--- Written instruction ---
Copy out, word for word, the lines of the records below from the line containing "the green flower" through the line containing "[[345, 63], [271, 491]]", both included.

(A run of records)
** begin **
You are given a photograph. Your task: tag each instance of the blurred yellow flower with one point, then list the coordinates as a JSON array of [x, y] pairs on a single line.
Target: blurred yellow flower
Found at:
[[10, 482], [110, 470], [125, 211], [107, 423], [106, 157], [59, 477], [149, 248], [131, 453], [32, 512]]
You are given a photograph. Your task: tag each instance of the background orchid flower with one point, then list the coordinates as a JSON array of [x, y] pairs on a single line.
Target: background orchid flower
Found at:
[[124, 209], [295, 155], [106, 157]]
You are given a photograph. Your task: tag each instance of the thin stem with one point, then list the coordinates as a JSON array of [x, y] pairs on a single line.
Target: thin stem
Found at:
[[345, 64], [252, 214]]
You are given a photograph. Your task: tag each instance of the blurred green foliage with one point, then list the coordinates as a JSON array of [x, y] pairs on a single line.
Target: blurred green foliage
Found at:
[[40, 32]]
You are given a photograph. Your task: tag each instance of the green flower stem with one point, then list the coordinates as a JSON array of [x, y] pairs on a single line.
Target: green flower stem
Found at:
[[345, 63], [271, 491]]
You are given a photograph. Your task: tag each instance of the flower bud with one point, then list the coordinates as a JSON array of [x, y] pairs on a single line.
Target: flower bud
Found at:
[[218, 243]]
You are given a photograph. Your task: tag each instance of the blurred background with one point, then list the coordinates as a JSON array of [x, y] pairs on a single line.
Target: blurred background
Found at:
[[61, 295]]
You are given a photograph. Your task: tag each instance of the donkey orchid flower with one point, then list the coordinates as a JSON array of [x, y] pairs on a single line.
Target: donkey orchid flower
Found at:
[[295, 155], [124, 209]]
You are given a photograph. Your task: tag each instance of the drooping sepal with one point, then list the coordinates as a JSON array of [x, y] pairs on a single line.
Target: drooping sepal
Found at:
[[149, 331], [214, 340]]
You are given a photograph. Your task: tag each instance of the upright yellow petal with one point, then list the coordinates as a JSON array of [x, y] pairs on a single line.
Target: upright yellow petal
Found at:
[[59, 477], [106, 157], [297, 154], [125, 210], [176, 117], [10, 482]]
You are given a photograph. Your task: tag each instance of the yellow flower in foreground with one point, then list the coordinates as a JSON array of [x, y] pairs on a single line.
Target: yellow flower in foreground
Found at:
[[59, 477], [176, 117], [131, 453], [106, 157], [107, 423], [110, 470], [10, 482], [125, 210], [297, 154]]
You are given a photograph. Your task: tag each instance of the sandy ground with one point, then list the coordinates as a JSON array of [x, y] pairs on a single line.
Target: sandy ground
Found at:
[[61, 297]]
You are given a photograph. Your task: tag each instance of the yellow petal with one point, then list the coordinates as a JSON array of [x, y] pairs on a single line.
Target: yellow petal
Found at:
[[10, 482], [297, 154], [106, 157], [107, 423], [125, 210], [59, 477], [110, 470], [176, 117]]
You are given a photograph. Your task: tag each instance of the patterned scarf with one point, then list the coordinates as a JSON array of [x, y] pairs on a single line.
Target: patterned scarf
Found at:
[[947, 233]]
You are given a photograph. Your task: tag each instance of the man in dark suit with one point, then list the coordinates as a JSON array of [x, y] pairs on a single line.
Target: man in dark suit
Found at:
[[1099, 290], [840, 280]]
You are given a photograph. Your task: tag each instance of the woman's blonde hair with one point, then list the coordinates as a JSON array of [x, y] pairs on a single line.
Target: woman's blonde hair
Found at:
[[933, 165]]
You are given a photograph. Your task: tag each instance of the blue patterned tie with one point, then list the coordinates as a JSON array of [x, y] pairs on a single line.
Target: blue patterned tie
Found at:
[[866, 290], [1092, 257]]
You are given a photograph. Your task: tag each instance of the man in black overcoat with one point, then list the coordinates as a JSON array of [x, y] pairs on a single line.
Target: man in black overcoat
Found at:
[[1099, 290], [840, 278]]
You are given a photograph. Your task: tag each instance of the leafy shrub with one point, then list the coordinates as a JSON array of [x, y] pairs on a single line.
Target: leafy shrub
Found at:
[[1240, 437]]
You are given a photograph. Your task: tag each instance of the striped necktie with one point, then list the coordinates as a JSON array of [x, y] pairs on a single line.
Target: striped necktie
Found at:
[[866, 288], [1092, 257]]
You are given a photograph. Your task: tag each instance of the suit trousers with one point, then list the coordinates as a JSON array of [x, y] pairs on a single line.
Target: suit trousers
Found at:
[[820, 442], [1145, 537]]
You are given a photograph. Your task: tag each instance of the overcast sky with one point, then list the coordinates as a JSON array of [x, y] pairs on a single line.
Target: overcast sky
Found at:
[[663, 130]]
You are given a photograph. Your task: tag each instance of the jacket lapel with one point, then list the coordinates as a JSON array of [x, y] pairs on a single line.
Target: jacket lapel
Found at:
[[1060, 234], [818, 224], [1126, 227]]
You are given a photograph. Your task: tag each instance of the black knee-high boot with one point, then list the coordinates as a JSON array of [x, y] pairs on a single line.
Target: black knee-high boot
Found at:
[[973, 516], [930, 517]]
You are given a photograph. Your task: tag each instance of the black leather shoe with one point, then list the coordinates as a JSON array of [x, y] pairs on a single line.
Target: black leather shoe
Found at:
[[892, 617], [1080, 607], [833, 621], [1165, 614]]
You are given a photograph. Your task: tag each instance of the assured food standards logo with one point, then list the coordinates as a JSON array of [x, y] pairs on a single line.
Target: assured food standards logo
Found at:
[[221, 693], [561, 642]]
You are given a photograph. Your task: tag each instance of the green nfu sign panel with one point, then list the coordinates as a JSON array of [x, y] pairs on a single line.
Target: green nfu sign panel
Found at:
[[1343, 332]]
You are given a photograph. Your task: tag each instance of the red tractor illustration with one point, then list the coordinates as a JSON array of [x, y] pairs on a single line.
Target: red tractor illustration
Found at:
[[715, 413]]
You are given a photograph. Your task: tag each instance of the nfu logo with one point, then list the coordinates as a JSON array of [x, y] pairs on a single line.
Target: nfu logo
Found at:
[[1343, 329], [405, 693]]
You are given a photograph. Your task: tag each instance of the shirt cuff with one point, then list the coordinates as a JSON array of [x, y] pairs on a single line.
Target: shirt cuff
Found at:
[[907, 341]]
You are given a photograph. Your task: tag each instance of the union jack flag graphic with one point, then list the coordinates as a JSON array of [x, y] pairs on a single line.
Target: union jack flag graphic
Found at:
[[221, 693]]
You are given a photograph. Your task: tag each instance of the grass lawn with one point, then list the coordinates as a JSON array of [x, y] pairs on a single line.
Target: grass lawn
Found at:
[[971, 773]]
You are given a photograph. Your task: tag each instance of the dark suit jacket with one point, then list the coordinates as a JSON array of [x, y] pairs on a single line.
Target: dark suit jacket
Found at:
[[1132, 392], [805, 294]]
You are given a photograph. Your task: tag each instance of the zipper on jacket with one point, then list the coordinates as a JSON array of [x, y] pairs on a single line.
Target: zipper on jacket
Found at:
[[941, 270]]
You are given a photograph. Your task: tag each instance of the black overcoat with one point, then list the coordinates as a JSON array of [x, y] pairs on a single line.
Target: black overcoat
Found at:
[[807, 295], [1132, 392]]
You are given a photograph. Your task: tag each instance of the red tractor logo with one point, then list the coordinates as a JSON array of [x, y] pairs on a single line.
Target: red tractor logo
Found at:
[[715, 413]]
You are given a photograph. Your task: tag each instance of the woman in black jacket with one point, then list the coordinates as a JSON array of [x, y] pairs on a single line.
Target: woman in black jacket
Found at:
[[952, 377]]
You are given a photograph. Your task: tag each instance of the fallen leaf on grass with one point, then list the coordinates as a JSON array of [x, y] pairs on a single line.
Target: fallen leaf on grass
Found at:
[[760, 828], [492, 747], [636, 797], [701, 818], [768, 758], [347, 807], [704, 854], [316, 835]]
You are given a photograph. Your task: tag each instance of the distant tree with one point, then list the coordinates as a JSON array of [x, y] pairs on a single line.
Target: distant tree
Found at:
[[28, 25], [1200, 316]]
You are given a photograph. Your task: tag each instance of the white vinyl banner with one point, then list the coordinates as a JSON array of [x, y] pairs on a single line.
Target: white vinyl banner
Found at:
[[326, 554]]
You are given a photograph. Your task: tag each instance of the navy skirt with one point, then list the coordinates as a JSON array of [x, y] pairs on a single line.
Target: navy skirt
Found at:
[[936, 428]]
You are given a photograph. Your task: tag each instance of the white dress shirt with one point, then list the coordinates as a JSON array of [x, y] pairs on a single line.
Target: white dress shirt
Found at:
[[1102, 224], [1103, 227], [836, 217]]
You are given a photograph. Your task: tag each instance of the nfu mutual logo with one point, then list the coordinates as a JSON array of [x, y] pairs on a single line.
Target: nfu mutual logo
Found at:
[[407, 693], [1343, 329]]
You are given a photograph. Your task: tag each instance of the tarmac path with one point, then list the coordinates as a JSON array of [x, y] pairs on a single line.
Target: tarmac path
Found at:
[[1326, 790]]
** end **
--- Result ---
You are given a photograph. Your task: tag each instance of the green flower stem with one point, then list the coordinates as a JSON array of [x, y] pairs on a single line.
Target: green flower stem
Found at:
[[345, 63], [271, 491]]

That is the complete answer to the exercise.